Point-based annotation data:

####

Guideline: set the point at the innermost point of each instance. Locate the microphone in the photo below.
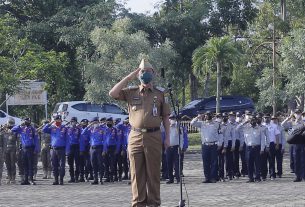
(162, 73)
(169, 86)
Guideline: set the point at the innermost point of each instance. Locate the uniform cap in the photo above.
(11, 121)
(247, 112)
(74, 119)
(145, 64)
(94, 119)
(172, 116)
(45, 121)
(273, 117)
(298, 111)
(84, 121)
(57, 117)
(109, 119)
(27, 119)
(232, 113)
(266, 115)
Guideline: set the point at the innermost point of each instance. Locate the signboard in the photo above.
(30, 93)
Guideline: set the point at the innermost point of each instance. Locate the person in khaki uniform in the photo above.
(148, 107)
(10, 154)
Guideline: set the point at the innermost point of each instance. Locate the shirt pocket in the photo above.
(136, 105)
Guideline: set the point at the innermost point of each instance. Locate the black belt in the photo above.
(29, 147)
(146, 130)
(96, 146)
(58, 148)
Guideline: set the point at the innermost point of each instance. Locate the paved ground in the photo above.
(280, 192)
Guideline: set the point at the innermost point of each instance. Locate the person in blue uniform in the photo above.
(111, 149)
(96, 134)
(85, 163)
(73, 134)
(124, 143)
(60, 147)
(30, 146)
(123, 132)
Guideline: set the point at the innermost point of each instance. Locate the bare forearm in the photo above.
(115, 91)
(166, 126)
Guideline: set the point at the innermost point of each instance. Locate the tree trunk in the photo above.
(302, 103)
(193, 86)
(183, 92)
(218, 65)
(207, 85)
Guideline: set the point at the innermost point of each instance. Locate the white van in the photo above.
(4, 118)
(86, 110)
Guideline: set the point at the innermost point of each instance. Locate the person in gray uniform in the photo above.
(2, 152)
(45, 141)
(10, 154)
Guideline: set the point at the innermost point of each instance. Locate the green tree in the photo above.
(219, 52)
(119, 51)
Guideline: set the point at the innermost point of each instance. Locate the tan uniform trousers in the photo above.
(145, 151)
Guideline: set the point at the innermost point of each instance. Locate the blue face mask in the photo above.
(146, 77)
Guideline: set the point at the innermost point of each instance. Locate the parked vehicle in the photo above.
(4, 117)
(227, 104)
(87, 110)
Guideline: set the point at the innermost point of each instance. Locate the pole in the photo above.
(273, 71)
(176, 111)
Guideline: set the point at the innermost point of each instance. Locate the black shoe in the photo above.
(55, 182)
(72, 180)
(25, 183)
(32, 182)
(258, 180)
(213, 181)
(297, 180)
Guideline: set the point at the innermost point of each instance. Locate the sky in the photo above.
(142, 6)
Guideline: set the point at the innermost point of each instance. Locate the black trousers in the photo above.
(28, 162)
(73, 158)
(97, 162)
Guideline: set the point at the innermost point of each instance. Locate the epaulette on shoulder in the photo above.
(160, 89)
(131, 88)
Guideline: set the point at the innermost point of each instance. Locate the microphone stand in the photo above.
(176, 111)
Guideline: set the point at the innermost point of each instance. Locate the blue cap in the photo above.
(74, 119)
(57, 117)
(94, 119)
(110, 119)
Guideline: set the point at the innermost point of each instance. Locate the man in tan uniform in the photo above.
(148, 107)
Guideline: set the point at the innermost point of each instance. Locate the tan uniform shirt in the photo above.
(146, 106)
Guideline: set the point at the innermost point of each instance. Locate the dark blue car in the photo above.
(227, 104)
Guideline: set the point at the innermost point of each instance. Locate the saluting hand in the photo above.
(133, 74)
(166, 143)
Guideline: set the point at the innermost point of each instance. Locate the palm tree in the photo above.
(219, 51)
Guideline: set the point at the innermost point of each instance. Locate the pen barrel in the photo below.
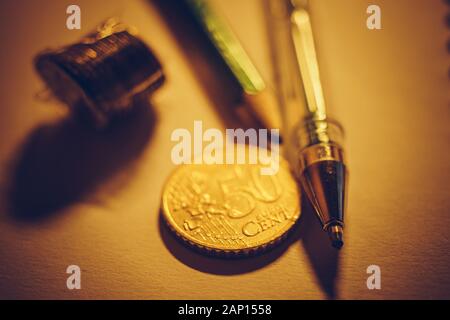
(320, 168)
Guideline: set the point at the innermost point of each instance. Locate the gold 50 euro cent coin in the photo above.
(228, 209)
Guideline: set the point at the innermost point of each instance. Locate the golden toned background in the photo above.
(70, 196)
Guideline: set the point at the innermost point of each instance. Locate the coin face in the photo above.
(224, 208)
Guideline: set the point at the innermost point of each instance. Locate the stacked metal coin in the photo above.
(101, 75)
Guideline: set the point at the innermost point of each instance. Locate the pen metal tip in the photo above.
(336, 234)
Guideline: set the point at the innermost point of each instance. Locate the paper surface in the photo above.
(389, 88)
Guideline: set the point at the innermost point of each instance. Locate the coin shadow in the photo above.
(324, 259)
(221, 265)
(64, 162)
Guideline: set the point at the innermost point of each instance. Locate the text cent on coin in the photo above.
(227, 209)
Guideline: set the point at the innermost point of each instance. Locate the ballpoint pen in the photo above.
(256, 95)
(313, 140)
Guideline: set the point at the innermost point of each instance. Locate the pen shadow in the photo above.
(324, 259)
(218, 83)
(63, 162)
(200, 261)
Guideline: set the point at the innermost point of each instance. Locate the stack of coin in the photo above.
(100, 75)
(230, 210)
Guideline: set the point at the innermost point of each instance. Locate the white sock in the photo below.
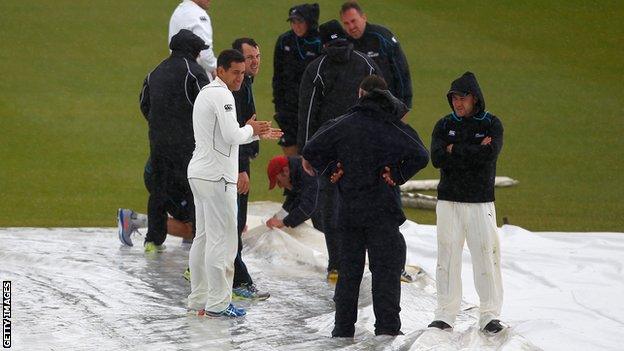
(140, 220)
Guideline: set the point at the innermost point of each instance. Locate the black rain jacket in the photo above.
(368, 138)
(302, 200)
(169, 92)
(330, 85)
(467, 174)
(291, 57)
(245, 109)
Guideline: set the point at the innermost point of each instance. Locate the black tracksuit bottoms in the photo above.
(241, 275)
(328, 214)
(386, 254)
(169, 188)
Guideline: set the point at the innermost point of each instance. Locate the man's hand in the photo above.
(243, 183)
(307, 167)
(335, 177)
(387, 176)
(275, 223)
(259, 127)
(272, 134)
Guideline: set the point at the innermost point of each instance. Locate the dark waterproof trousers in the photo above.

####

== EXERCISE AIM ==
Return every line from the one holding "jacket in the photo above." through the end of the data, exactly as it appears, with both ends kept and nothing else.

== EXERCISE ANSWER ==
Guideline: set the point at the innermost point of each instance. Locate the black rain jacket in the photo above.
(368, 138)
(302, 200)
(169, 92)
(330, 85)
(467, 174)
(291, 57)
(245, 109)
Guideline: set the point at the innermost point of each instance. Locate the black tracksuit bottoms in the photo above.
(241, 275)
(328, 214)
(386, 254)
(169, 188)
Guideline: set the point at the innermost point of each instance. Locate the man's hand in the photo above.
(243, 183)
(307, 167)
(335, 177)
(387, 176)
(275, 223)
(259, 127)
(272, 134)
Guideline: set the point at the innermost point of each instance. Locate the dark waterproof trousers in the photo above.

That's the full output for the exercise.